**Record set:**
- Opening Delimiter -

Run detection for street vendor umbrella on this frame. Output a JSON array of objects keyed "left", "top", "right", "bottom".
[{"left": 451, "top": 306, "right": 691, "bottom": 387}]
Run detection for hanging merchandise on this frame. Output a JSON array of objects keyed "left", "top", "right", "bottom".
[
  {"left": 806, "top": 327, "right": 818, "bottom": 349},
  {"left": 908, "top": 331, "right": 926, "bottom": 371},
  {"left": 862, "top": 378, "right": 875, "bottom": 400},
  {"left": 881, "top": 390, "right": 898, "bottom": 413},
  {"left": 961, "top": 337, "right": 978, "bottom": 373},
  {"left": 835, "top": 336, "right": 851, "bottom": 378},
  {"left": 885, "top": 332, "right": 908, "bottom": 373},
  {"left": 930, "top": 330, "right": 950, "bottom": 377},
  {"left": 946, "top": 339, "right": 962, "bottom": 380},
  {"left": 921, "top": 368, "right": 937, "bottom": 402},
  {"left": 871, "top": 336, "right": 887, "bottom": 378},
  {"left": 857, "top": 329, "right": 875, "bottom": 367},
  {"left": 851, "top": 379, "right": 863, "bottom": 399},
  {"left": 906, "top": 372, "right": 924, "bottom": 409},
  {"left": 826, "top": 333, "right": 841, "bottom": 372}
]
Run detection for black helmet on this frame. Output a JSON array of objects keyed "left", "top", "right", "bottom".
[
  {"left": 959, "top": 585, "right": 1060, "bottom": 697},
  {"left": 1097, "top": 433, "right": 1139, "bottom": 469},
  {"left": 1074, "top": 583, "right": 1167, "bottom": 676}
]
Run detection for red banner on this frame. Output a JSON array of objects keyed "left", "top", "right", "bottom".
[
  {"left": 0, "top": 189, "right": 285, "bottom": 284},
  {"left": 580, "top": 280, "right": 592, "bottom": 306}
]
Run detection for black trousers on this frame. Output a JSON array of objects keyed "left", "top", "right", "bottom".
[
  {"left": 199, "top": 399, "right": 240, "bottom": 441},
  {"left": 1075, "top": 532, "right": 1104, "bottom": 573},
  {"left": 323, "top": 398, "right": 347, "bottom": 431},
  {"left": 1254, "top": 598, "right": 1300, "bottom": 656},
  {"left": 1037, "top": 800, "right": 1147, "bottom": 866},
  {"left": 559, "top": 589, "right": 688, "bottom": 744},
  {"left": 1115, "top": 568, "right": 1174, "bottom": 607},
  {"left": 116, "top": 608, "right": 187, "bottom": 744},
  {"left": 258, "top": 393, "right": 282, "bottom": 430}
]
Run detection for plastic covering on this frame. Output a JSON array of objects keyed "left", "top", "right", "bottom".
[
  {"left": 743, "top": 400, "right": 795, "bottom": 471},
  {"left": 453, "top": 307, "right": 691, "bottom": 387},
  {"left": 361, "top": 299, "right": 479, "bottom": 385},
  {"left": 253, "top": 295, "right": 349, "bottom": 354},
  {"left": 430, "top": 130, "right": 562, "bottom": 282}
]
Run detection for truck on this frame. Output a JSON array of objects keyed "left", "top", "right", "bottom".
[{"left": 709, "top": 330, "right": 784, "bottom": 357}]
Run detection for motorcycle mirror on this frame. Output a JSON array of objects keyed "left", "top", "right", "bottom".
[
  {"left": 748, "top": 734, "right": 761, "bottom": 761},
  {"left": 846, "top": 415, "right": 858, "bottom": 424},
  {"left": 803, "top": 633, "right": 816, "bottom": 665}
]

- Closing Delimiter -

**Your goal:**
Output each entry precisely as given.

**Exercise solution:**
Run detection for street vendor umbrella on this frame. Output a JSON array of objects keyed "left", "top", "right", "bottom".
[{"left": 451, "top": 306, "right": 691, "bottom": 387}]
Run detection for hanging merchandise on this frame. Output a JSON array of objects keyed "left", "top", "right", "bottom".
[
  {"left": 806, "top": 327, "right": 818, "bottom": 349},
  {"left": 908, "top": 331, "right": 926, "bottom": 371},
  {"left": 862, "top": 378, "right": 875, "bottom": 400},
  {"left": 881, "top": 390, "right": 898, "bottom": 413},
  {"left": 961, "top": 337, "right": 978, "bottom": 373},
  {"left": 835, "top": 336, "right": 851, "bottom": 378},
  {"left": 885, "top": 332, "right": 908, "bottom": 373},
  {"left": 930, "top": 330, "right": 950, "bottom": 377},
  {"left": 946, "top": 339, "right": 962, "bottom": 380},
  {"left": 921, "top": 368, "right": 937, "bottom": 402},
  {"left": 871, "top": 336, "right": 887, "bottom": 378},
  {"left": 857, "top": 329, "right": 875, "bottom": 367},
  {"left": 851, "top": 379, "right": 863, "bottom": 399},
  {"left": 906, "top": 372, "right": 924, "bottom": 409},
  {"left": 826, "top": 333, "right": 841, "bottom": 372}
]
Run detection for black helmet on this frame. Output a JSON array of objects keyed "left", "top", "right", "bottom".
[
  {"left": 959, "top": 585, "right": 1060, "bottom": 697},
  {"left": 1097, "top": 433, "right": 1139, "bottom": 469},
  {"left": 1074, "top": 583, "right": 1167, "bottom": 676}
]
Run detection for red banner on this frame. Output a JSON array of objects keyed "left", "top", "right", "bottom".
[
  {"left": 0, "top": 189, "right": 285, "bottom": 284},
  {"left": 580, "top": 280, "right": 592, "bottom": 306}
]
Run detection for black trousers on this frame. Output a JSON array of objects keyed "left", "top", "right", "bottom".
[
  {"left": 199, "top": 399, "right": 240, "bottom": 441},
  {"left": 1075, "top": 532, "right": 1104, "bottom": 573},
  {"left": 323, "top": 398, "right": 347, "bottom": 431},
  {"left": 1254, "top": 598, "right": 1300, "bottom": 656},
  {"left": 1037, "top": 800, "right": 1147, "bottom": 866},
  {"left": 559, "top": 589, "right": 688, "bottom": 744},
  {"left": 1115, "top": 568, "right": 1174, "bottom": 607},
  {"left": 116, "top": 608, "right": 187, "bottom": 744},
  {"left": 258, "top": 393, "right": 282, "bottom": 430}
]
Run detection for plastic covering on this frame. Output a JSON array of objects keyed "left", "top", "right", "bottom".
[
  {"left": 743, "top": 400, "right": 795, "bottom": 471},
  {"left": 453, "top": 307, "right": 691, "bottom": 387},
  {"left": 361, "top": 299, "right": 479, "bottom": 385},
  {"left": 253, "top": 295, "right": 349, "bottom": 354},
  {"left": 430, "top": 130, "right": 562, "bottom": 282}
]
Run detection for truck on this frame. Output a JSON array of objects keyed "left", "top", "right", "bottom".
[{"left": 709, "top": 330, "right": 784, "bottom": 357}]
Run detection for motorcycle mirror on this frame. Output a JSON array of objects keyed "left", "top", "right", "bottom".
[
  {"left": 748, "top": 734, "right": 761, "bottom": 761},
  {"left": 846, "top": 415, "right": 858, "bottom": 424},
  {"left": 803, "top": 633, "right": 816, "bottom": 665}
]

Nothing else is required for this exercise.